Task item: Print the whole listing again exactly, keeping no pictures in it.

Material for the task:
= Beginning of Section =

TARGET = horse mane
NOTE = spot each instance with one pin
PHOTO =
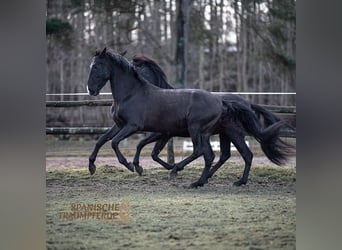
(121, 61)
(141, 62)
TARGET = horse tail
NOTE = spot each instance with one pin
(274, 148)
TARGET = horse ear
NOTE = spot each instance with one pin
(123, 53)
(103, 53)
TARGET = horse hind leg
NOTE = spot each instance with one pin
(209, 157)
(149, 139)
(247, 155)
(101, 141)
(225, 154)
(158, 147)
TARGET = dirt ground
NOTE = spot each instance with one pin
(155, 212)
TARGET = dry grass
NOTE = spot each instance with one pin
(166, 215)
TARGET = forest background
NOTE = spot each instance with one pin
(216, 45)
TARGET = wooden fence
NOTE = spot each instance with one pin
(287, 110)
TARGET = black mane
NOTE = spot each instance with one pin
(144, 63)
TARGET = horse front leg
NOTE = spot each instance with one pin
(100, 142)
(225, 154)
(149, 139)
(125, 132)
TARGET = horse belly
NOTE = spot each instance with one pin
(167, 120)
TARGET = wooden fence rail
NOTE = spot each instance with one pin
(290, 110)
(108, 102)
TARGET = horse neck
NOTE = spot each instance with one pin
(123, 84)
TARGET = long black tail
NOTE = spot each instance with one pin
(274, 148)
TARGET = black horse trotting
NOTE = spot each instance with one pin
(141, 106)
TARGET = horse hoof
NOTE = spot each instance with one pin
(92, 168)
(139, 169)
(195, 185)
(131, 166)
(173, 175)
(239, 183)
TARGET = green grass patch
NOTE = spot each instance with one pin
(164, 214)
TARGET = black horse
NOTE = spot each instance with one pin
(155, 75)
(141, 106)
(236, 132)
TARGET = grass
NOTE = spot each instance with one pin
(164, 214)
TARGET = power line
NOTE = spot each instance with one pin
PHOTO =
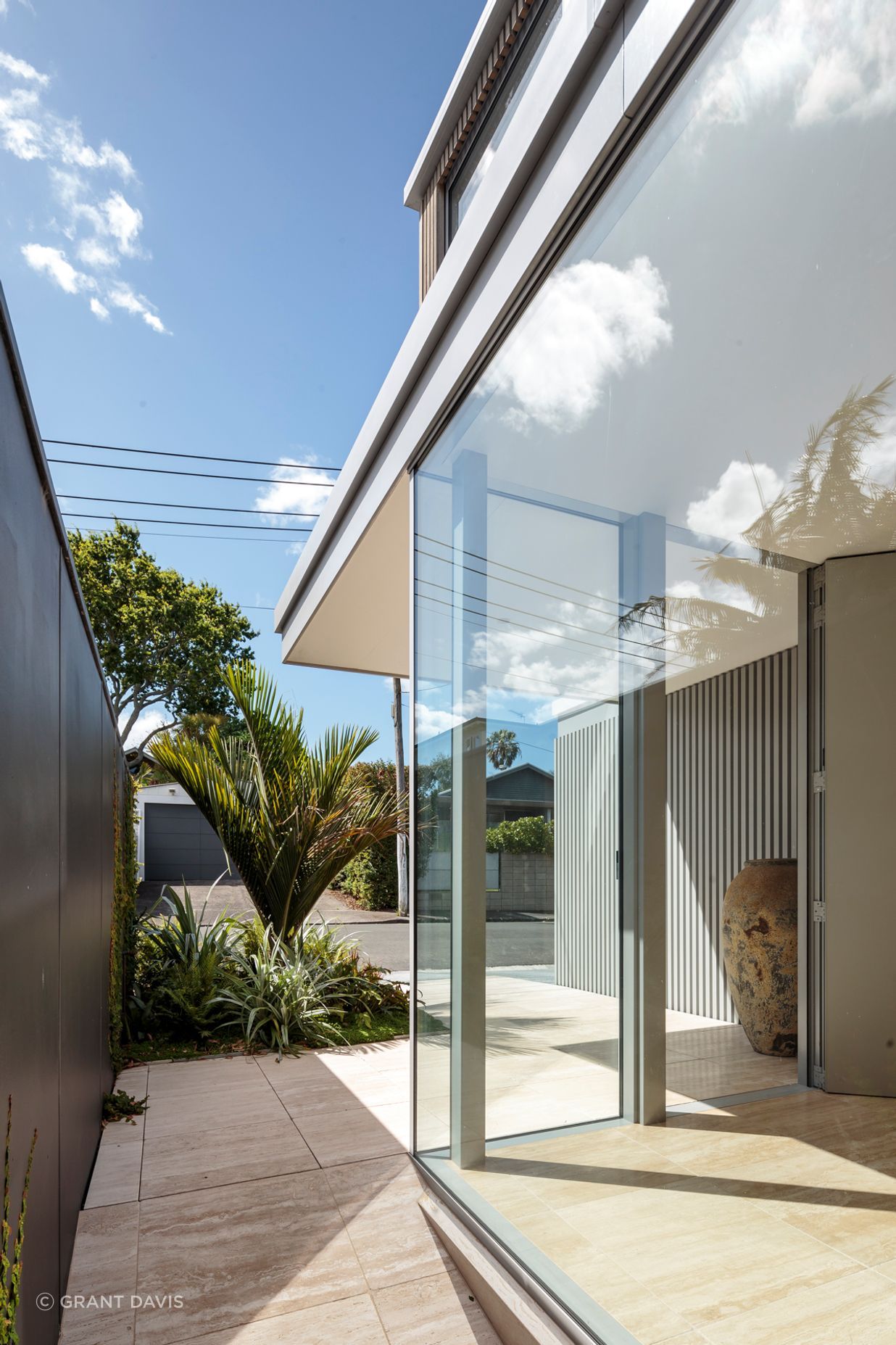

= End of Section =

Task answer:
TARGET = horse mane
NOTE = spot each instance with one pin
PHOTO =
(121, 61)
(141, 62)
TARGET = horse tail
NOTE = spot each instance with one pin
(274, 148)
TARGET = horse ear
NOTE = spot each instance with one pin
(123, 53)
(103, 53)
TARGET = horse hind leg
NOTE = spot each instance with one pin
(209, 157)
(149, 139)
(247, 155)
(101, 141)
(225, 154)
(158, 147)
TARGET = dirt ground
NOTE = spot each instance with one pin
(155, 212)
TARGET = dry grass
NOTE = spot each instance with one pin
(166, 215)
TARGET = forest background
NOTE = spot each instance with one pin
(216, 45)
TARGET = wooden fence
NOTE = spot each instance with one pin
(287, 110)
TARGET = black mane
NOTE = spot each instance with one pin
(144, 63)
TARGET = horse front leg
NOTE = spot each instance with one pin
(100, 142)
(225, 154)
(149, 139)
(125, 132)
TARGET = horse belly
NOTE = spot each instance with one pin
(167, 120)
TARGET = wooden fence rail
NOTE = spot each instance with one pin
(290, 110)
(108, 102)
TARGET = horse neck
NOTE = spot each instance with one pin
(123, 84)
TARGET = long black tail
NOTE = spot each instance with one pin
(274, 148)
TARGET = black horse trotting
NOTE = spot each instance with one pin
(141, 106)
TARGET = horse hoof
NOTE = spot each instance with one pin
(92, 168)
(139, 169)
(195, 185)
(131, 166)
(173, 175)
(239, 183)
TARGET = green grass patch
NOTE = spot each instance with one pin
(164, 214)
TARGET = black horse
NOTE = spot each instance with one pin
(155, 75)
(141, 106)
(236, 132)
TARGET = grass
NOTE = spot each instance with one pin
(164, 214)
TARGET = power line
NOTE = spot each instance with one pin
PHOTO =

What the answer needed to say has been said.